Annotated coordinate records

<<<<

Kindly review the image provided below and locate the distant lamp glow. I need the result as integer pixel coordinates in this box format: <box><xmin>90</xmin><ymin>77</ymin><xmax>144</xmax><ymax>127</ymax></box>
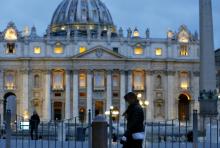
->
<box><xmin>155</xmin><ymin>48</ymin><xmax>162</xmax><ymax>56</ymax></box>
<box><xmin>79</xmin><ymin>47</ymin><xmax>86</xmax><ymax>53</ymax></box>
<box><xmin>4</xmin><ymin>28</ymin><xmax>18</xmax><ymax>41</ymax></box>
<box><xmin>23</xmin><ymin>111</ymin><xmax>29</xmax><ymax>120</ymax></box>
<box><xmin>34</xmin><ymin>47</ymin><xmax>41</xmax><ymax>54</ymax></box>
<box><xmin>137</xmin><ymin>93</ymin><xmax>142</xmax><ymax>98</ymax></box>
<box><xmin>133</xmin><ymin>28</ymin><xmax>140</xmax><ymax>37</ymax></box>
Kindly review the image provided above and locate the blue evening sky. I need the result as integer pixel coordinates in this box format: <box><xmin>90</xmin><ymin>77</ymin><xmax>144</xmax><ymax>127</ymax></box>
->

>>>>

**TASK OBJECTIVE**. Rewrite the lines above so that "integer pixel coordinates" becomes "whole-number pixel positions" everywhere and nothing else changes. Omit the pictures from your version.

**TASK ANSWER**.
Kindly review the image provided below and locate the distant lamp glow. I need the result as whole-number pixel positions in this box format: <box><xmin>90</xmin><ymin>77</ymin><xmax>144</xmax><ymax>127</ymax></box>
->
<box><xmin>155</xmin><ymin>48</ymin><xmax>162</xmax><ymax>56</ymax></box>
<box><xmin>79</xmin><ymin>47</ymin><xmax>86</xmax><ymax>53</ymax></box>
<box><xmin>4</xmin><ymin>28</ymin><xmax>18</xmax><ymax>41</ymax></box>
<box><xmin>23</xmin><ymin>111</ymin><xmax>29</xmax><ymax>120</ymax></box>
<box><xmin>34</xmin><ymin>47</ymin><xmax>41</xmax><ymax>54</ymax></box>
<box><xmin>137</xmin><ymin>93</ymin><xmax>142</xmax><ymax>98</ymax></box>
<box><xmin>133</xmin><ymin>28</ymin><xmax>140</xmax><ymax>37</ymax></box>
Kindly review the image provided above and locate the blue evening sky. I need the result as whole-number pixel positions in this box format: <box><xmin>90</xmin><ymin>77</ymin><xmax>144</xmax><ymax>127</ymax></box>
->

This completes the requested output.